● **GEGEVEN OPDRACHT A**: Waarvoor staat de naam B.S.A. Ltd. volgens de tekst over BSA?
● **GEGEVEN OPDRACHT B**: Noem alle lichaamsdelen die volgens de tekst over BSA breken bij een rit op een Clubman TT.
● **GEGEVEN OPDRACHT C**: Zet de tekst over BSA voort vanaf de laatste zin.

Het kan geen toeval zijn dat veel motormerken iets te maken hadden met wapenfabrikanten. De precieze bewerking van hoogwaardige metalen is de link tussen motorfietsen en wapens. Bovendien: in vredestijd moet je toch wat omhanden hebben als wapenfabrikant. BSA is – of was – een merk met zo’n historie.
De naam B.S.A. Ltd. staat voor British Small Arms, oftewel Britse lichte wapens. Het logo bestaat uit ‘the piled arms’, de manier om geweren in het veld zo neer te zetten dat ze niet vuil werden. De link met oorlogsmateriaal bleef ook de link met het grootste verkoopsucces van BSA, de BSA Bantam. Die Bantam was een kopie van de DKW 125RT. In het kader van de herstelbetalingen kreeg Engeland (maar ook Amerika) de rechten op de DKW’s. BSA verkocht zo’n 400.000 van die lichte tweetakt-Bantams in het naar goedkoop gemotoriseerd vervoer smachtende naoorlogse Europa.
De Gold Stars waren machines van een andere orde. Ze scoorden volop in het wegracesegment van de jaren vijftig en zestig. In die vorm waren en zijn het ondingen. Starten was een vaak helse klus. Door de enorme carburateur kreeg het mengsel gewoon te weinig vaart bij het kickstarten, terwijl de magneetontsteking bij het starten net te weinig vonk leverde. Ergonomisch gezien waren ze ongeveer het equivalent van de middeleeuwse pijnbank. Als je ouder dan 25 jaar en niet meer afgetopt door testosteron was, brak een rit op een Clubman TT je nek, rug, polsen, knieën en enkels. En trillen deed zo’n dikke eenpitter, natuurlijk nog zonder balansas, ook als een malle.

● **AANGELEVERD MATERIAAL**:
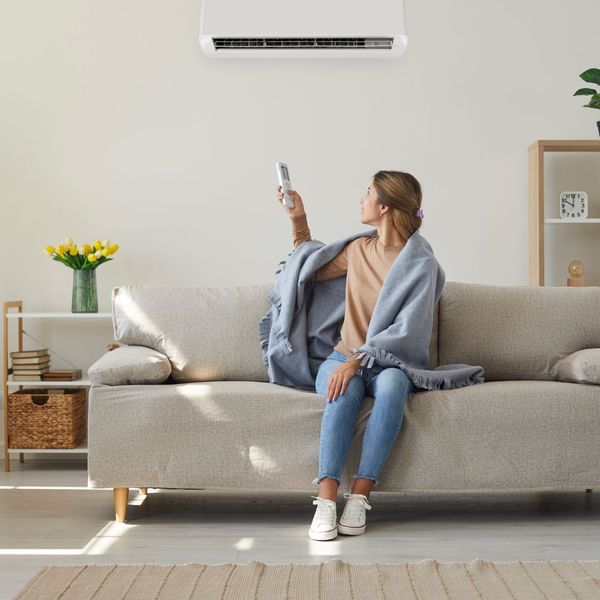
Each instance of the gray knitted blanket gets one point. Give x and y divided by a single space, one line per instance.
304 321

● **UITWERKING OEFENING A**: British Small Arms, oftewel Britse lichte wapens.

● **UITWERKING OEFENING B**: Nek, rug, polsen, knieën en enkels.

● **UITWERKING OEFENING C**:
Als fabrikant wilde BSA, al was het maar om eerdere debacles te verdringen, niets met dat wegracegedoe te maken hebben, maar hield particulieren natuurlijk niet tegen. BSA zag in de Gold Stars echter wel perfecte machines voor Amerikanen die er in de stad of offroad mee wilden stoeien. Zo’n Gold Star in serieuze stoei-uitvoering, met een frame met telescoop en swingarm-achtervering, is de Mijlpaal in dit nummer van Classic & Retro.
Geboorte van een icoon
In oktober van het jaar 1910 presenteerde BSA zijn eerste motorfiets. Dat was een 500cc-eencilinder-zijklepper, een echte gebruikersmachine zonder kapsones. De halveliter-BSA’s leverden 3,5 en 4,5 pk. Die ‘utiliteits’-reputatie bleef het merk lang houden. Een BSA was simpel, eenvoudig en robuust. Door de gezonde verkoopcijfers was de BSA ook nog eens concurrerend geprijsd. BSA bleef lang een merk waarbij mensen niet snel aan races of wedstrijden dachten. Het merk zette wel succesvol in op Zesdaagsen, betrouwbaarheidsritten en trialevenementen. Ooit, heel lang geleden, meldde BSA trots dat het de grootste motorfietsproducent ter wereld was. ‘One out of four is a BSA’, kopte de fabriek trots.
Aan het eind van de jaren dertig verscheen de motorfiets die BSA iconisch zou maken: de BSA Gold Star. Die Gouden Ster werd toegekend aan motorfietsen die op het toen befaamde Brooklands-circuit in Surrey hadden bewezen over één ronde een gemiddelde snelheid van 100 mijl (zo’n 160 km/u) per uur te kunnen halen. De BSA won ook de Clubmans TT Races op het eiland Man, won talloze scrambles en trialwedstrijden en werd de basis van heel veel vroege caféracers. De eencilinder-BSA was op alle fronten een succesvol… wapen.
De Gold Star was er eerst in een 350cc-versie. Het feit dat de machine ze breed inzetbaar was dat het een echte alleskunner werd, kwam doordat er volop kon worden gecombineerd met nokkenassen, versnellingsbakoverbrengingen, carburateurs, Superleggera-voorvorken en Duetto-remtrommels met een diameter van 190 millimeter met twee oplopende schoenen.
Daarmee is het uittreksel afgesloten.